• Short problem:
Edit the rows from the line with "Return one point per instance of the thumb" up to and including the line with "x=478 y=391", swapping "leather strap closure" for "buckled strap" and leaving everything else as it stands. Give back only those lines.

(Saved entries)
--------------------

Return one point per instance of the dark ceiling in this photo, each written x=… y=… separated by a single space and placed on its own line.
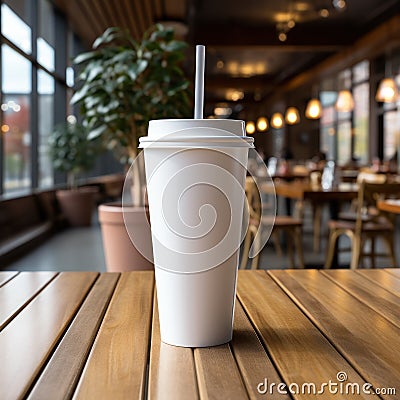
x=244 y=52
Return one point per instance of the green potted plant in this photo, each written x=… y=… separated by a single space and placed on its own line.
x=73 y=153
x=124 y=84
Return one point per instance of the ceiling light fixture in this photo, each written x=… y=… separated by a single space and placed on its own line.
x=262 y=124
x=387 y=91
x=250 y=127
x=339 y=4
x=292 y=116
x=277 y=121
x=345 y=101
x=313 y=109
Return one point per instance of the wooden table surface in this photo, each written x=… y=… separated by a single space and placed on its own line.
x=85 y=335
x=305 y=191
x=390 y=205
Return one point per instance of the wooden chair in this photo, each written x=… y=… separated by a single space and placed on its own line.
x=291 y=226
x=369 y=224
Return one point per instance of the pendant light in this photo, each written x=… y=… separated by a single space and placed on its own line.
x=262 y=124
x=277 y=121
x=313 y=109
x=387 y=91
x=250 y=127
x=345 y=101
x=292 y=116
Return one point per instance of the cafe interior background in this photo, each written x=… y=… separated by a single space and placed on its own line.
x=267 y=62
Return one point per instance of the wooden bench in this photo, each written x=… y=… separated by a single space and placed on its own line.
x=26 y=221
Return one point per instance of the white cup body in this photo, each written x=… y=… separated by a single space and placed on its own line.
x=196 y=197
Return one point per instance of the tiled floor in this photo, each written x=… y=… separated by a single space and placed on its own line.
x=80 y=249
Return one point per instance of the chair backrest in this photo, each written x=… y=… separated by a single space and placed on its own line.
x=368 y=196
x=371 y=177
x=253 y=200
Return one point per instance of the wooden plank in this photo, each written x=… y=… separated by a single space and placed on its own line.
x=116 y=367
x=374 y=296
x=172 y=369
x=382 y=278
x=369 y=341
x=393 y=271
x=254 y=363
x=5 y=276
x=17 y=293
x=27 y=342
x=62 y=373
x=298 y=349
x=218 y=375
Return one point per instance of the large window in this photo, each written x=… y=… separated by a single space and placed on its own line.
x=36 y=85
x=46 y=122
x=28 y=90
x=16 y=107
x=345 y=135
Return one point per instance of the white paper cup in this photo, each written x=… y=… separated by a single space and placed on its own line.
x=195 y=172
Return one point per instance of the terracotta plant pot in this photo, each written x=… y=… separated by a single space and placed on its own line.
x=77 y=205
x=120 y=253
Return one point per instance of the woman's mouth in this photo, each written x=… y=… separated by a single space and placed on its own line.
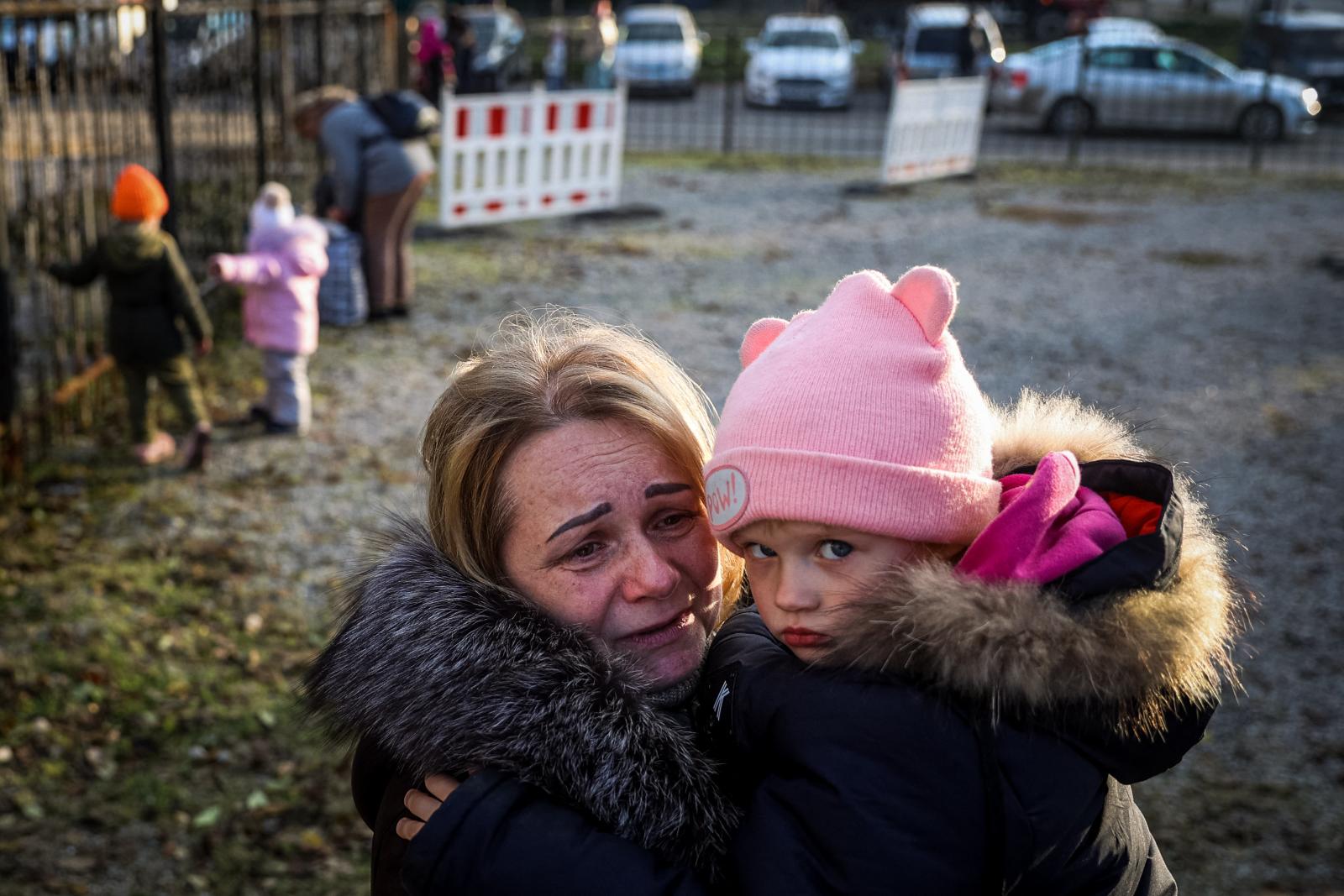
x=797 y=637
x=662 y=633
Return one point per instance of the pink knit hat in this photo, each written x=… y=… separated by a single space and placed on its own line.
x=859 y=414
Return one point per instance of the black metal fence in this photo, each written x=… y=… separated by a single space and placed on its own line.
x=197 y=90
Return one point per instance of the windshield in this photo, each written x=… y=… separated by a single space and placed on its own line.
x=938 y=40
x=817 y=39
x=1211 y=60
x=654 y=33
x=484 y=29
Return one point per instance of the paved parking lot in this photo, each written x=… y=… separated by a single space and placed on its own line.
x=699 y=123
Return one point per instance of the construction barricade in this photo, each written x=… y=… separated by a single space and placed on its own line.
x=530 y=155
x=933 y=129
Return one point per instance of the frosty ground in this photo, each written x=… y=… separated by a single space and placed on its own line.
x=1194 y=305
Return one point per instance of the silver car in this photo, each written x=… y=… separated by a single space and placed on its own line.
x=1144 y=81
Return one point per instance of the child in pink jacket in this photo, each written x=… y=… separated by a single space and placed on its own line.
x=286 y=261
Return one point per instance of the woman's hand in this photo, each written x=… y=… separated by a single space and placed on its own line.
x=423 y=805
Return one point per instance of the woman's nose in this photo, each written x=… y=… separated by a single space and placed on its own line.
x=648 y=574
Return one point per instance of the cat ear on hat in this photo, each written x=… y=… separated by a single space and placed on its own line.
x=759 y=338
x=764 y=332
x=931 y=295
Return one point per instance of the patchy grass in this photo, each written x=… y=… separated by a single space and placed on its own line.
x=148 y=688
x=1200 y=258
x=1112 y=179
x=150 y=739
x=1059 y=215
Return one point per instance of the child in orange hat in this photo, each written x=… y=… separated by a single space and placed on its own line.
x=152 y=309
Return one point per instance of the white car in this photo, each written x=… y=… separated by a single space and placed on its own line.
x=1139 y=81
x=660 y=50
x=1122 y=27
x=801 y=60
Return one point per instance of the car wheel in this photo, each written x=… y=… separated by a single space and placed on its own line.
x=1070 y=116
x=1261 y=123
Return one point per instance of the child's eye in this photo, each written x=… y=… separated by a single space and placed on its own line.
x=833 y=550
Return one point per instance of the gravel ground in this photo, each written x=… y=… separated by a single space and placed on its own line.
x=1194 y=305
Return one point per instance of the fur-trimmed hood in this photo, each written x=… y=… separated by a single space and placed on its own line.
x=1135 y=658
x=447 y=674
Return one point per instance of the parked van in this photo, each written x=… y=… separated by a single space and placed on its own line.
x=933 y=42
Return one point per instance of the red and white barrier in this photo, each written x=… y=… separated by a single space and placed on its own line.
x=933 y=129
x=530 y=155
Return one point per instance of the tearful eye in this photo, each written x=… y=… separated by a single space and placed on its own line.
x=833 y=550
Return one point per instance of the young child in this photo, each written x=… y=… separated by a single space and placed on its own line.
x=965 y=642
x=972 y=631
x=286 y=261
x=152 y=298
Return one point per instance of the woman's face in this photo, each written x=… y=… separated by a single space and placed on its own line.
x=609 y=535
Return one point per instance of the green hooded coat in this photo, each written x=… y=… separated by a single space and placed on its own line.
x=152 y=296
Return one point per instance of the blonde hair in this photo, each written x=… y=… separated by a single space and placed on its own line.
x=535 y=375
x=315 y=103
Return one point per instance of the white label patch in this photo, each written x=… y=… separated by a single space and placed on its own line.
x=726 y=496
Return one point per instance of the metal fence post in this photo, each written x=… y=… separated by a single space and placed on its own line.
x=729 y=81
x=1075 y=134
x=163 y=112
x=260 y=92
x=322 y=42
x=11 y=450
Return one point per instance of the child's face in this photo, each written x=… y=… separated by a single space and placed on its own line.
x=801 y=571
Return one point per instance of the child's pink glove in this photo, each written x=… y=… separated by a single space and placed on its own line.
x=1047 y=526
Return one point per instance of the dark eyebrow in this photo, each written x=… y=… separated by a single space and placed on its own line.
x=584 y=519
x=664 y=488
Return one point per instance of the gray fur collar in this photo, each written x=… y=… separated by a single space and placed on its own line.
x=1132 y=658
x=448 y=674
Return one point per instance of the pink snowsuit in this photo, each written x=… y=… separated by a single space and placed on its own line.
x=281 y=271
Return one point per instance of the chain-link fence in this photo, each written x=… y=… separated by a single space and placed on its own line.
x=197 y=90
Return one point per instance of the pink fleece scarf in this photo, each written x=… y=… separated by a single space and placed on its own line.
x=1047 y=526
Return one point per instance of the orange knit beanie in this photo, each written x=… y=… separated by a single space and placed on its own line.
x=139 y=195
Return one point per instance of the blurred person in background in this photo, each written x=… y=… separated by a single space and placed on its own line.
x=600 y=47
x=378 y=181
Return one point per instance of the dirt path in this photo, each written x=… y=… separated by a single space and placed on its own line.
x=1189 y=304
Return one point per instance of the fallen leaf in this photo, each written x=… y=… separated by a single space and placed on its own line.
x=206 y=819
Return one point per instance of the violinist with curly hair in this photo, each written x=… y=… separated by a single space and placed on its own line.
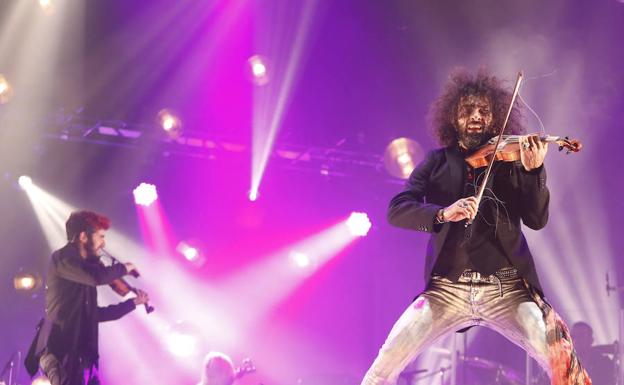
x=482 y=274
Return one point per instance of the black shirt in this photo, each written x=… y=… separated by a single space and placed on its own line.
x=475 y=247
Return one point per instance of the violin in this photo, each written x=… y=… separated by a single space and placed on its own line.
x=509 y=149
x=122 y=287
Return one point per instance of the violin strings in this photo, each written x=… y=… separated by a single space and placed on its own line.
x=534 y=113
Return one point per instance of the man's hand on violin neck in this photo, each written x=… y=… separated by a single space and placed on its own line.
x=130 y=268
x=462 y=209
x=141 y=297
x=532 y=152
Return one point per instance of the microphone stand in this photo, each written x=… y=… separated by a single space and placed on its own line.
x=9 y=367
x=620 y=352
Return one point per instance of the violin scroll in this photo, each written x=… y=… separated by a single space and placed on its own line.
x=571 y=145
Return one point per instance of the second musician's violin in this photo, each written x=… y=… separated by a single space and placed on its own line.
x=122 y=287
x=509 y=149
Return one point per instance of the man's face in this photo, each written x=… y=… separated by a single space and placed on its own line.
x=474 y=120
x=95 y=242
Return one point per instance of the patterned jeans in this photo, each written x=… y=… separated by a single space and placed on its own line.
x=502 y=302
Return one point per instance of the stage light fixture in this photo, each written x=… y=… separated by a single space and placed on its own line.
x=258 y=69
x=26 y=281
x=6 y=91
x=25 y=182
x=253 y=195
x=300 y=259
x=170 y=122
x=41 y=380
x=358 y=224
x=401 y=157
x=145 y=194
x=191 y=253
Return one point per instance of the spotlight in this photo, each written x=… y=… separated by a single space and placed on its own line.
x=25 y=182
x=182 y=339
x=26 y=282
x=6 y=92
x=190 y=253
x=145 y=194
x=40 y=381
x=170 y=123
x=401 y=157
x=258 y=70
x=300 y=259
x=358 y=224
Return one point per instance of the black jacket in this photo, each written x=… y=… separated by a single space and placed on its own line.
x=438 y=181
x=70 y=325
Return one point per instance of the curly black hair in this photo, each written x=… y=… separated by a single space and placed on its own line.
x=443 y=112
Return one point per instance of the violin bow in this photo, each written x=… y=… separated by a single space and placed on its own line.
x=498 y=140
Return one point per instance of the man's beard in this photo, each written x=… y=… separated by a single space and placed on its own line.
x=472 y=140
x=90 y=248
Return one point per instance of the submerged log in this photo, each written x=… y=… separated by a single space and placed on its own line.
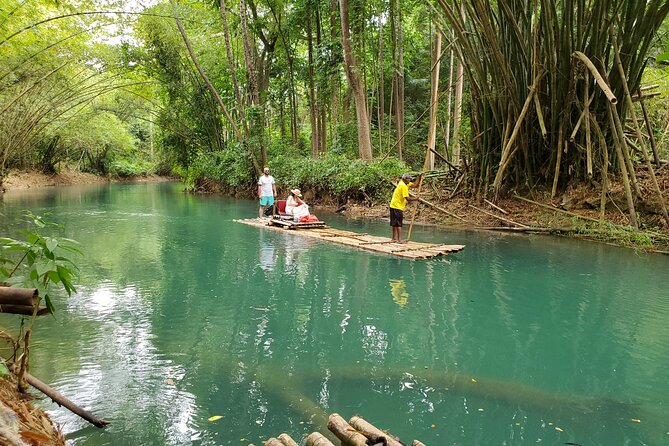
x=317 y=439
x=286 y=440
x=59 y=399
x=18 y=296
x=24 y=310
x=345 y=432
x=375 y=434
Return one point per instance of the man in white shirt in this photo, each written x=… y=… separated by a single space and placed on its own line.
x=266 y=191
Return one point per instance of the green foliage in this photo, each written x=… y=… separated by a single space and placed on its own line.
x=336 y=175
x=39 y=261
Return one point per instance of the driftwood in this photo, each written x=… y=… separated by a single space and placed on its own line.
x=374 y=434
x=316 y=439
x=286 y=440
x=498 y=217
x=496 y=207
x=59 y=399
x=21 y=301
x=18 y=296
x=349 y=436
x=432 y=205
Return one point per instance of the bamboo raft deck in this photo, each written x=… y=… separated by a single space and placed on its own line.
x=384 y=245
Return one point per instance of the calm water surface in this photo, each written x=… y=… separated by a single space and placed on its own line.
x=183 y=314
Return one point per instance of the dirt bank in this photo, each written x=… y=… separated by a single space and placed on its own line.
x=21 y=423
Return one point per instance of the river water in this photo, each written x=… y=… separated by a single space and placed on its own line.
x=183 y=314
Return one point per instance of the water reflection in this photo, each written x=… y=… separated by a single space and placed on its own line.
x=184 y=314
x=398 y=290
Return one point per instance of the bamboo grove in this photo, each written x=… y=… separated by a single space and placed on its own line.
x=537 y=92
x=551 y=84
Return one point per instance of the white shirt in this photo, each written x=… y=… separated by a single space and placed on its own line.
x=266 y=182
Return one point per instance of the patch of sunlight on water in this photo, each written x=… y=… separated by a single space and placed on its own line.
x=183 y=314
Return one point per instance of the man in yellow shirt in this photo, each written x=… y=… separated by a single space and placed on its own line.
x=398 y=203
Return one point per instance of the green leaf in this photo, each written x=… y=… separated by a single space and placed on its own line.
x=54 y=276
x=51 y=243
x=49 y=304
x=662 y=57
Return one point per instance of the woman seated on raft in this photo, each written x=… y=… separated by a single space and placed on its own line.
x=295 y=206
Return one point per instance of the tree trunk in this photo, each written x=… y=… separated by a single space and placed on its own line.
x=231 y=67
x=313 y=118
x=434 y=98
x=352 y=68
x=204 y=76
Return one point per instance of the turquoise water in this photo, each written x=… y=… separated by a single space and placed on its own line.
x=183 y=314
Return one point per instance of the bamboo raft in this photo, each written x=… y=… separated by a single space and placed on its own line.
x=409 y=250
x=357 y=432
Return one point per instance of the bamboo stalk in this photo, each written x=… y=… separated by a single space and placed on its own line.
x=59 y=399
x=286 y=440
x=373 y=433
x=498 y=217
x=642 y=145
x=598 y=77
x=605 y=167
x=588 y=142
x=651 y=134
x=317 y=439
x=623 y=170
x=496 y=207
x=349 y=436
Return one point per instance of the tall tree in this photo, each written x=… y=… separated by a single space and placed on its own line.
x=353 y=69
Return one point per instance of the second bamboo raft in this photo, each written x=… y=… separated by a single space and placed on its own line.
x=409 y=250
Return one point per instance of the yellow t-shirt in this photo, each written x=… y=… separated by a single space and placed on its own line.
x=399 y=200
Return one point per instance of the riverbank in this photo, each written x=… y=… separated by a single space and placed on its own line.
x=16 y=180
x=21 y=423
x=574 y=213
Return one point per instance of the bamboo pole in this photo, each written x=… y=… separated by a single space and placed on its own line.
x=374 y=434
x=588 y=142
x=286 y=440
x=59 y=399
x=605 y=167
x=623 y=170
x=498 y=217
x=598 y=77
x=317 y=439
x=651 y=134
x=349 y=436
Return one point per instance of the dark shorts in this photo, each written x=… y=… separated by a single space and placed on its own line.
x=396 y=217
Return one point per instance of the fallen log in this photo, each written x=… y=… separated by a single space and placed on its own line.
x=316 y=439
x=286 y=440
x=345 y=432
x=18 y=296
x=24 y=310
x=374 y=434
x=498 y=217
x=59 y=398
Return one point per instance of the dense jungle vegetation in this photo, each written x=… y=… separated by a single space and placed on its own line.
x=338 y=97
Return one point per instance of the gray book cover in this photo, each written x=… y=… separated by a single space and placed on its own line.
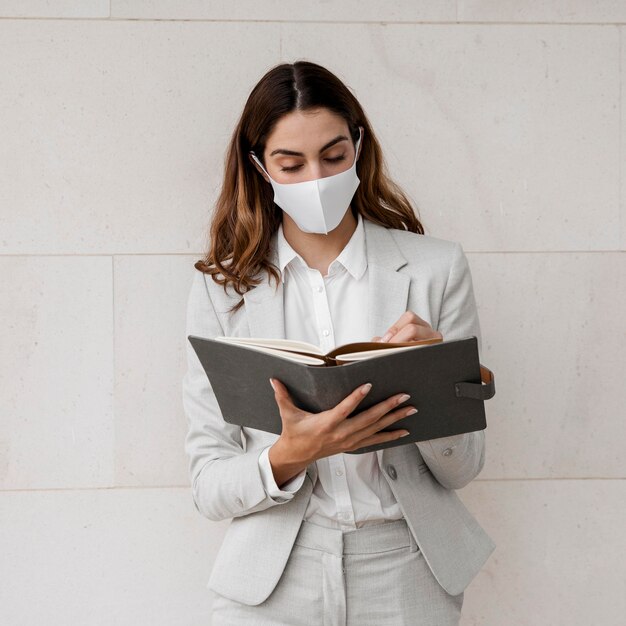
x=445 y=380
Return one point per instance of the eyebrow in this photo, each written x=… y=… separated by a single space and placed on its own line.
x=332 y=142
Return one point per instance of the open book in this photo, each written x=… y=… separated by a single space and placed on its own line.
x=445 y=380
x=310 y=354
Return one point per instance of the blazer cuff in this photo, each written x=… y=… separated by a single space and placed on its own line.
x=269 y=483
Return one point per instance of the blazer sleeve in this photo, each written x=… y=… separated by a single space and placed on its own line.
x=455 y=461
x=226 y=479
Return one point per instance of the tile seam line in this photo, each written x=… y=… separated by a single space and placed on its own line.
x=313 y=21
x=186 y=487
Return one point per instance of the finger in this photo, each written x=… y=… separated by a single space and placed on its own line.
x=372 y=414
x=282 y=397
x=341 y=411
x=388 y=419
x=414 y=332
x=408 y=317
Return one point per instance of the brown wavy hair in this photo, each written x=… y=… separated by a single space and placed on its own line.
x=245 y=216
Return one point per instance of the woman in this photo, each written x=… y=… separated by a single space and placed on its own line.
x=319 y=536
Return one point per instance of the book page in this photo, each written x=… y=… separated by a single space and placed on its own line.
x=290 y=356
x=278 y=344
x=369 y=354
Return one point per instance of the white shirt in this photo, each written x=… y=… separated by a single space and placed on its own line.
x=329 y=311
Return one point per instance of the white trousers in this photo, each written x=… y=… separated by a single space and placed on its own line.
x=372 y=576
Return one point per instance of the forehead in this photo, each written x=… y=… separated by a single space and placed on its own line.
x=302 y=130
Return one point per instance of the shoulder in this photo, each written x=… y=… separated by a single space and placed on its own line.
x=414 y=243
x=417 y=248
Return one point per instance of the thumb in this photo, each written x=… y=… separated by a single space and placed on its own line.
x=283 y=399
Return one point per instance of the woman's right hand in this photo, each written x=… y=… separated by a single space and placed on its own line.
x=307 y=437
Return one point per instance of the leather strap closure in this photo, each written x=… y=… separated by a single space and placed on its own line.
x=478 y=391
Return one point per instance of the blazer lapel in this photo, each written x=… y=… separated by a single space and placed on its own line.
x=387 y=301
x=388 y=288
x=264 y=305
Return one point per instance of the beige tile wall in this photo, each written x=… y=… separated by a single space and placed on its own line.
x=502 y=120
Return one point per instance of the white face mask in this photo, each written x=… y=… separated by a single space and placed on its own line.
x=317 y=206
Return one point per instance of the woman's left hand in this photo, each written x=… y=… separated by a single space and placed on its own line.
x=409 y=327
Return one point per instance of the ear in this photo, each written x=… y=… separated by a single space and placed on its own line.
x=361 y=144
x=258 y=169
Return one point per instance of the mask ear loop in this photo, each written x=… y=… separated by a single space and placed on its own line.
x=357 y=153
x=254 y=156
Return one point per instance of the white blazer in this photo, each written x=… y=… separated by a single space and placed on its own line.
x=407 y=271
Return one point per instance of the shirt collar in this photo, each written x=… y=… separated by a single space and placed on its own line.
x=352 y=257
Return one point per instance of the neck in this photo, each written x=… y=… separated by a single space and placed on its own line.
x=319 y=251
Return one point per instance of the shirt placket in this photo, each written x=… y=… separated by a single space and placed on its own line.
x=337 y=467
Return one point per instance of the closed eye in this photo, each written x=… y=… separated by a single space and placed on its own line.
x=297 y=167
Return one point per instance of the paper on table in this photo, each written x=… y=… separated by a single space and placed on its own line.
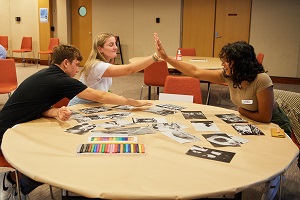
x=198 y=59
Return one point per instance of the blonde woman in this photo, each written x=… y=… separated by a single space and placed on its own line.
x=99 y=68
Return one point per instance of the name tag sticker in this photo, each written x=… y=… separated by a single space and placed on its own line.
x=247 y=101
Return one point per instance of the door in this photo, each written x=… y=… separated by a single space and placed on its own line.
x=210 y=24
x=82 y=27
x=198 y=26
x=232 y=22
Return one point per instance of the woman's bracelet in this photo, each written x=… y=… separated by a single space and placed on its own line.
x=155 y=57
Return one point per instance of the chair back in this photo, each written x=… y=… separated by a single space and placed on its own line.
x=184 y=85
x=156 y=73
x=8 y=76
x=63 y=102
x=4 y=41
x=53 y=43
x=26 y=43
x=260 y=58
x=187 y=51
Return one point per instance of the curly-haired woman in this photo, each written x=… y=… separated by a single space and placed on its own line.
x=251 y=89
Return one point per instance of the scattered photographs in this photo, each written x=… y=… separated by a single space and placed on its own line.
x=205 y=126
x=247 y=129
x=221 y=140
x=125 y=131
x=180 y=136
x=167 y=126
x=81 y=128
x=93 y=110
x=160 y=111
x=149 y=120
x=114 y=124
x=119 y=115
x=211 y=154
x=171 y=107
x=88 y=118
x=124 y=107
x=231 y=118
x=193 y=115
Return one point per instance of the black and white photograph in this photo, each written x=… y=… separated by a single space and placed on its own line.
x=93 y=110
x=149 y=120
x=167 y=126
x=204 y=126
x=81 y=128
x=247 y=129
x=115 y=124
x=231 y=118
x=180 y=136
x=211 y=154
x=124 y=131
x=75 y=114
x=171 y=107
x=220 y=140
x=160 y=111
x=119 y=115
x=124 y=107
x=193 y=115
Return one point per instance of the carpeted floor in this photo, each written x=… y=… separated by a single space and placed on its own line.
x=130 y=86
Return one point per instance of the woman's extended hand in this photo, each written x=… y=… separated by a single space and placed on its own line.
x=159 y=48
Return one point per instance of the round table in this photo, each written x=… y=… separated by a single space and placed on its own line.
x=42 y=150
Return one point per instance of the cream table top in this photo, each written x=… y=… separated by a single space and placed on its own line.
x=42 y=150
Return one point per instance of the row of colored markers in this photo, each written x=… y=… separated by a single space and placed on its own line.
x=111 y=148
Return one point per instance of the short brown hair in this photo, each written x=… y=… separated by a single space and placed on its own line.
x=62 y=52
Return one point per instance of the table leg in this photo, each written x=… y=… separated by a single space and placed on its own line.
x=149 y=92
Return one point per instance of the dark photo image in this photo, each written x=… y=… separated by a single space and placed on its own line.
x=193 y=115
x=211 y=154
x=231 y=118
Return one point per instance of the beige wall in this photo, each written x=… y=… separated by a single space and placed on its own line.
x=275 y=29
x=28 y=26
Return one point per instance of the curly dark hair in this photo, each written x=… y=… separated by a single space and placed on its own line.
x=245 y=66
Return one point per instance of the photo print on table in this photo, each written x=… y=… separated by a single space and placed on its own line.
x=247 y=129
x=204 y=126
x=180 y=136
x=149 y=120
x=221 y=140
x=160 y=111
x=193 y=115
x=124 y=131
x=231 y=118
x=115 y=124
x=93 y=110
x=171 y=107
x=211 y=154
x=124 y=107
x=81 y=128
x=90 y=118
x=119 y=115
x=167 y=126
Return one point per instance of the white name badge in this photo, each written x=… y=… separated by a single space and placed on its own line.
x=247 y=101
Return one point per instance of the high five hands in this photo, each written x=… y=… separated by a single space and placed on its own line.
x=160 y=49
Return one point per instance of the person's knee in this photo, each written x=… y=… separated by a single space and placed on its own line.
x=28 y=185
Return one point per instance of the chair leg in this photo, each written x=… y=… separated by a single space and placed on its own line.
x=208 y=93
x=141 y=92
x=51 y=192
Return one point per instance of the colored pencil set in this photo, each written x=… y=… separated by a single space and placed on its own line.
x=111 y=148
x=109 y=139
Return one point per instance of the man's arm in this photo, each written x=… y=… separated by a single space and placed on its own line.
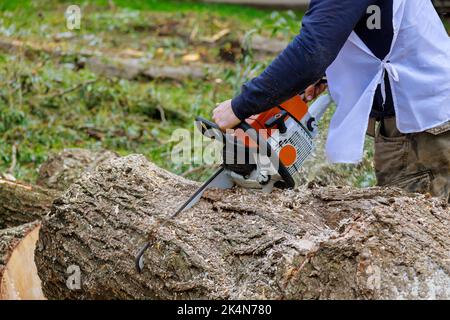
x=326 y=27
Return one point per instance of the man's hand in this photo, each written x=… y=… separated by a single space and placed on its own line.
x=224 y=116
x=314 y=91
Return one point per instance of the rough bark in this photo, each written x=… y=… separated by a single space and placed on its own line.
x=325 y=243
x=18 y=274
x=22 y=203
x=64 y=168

--------------------

• Task answer:
Return one point per instance of the thumb in this photo, each written x=… y=… separated by a single space and placed on its own line.
x=283 y=399
Return one point per instance of the woman's right hand in this photo, each written x=… y=… separated by a single space and placed on its own line.
x=307 y=437
Return one point per instance of the buckled strap in this photo, each written x=… y=… separated by a single space and placed on its own line.
x=478 y=391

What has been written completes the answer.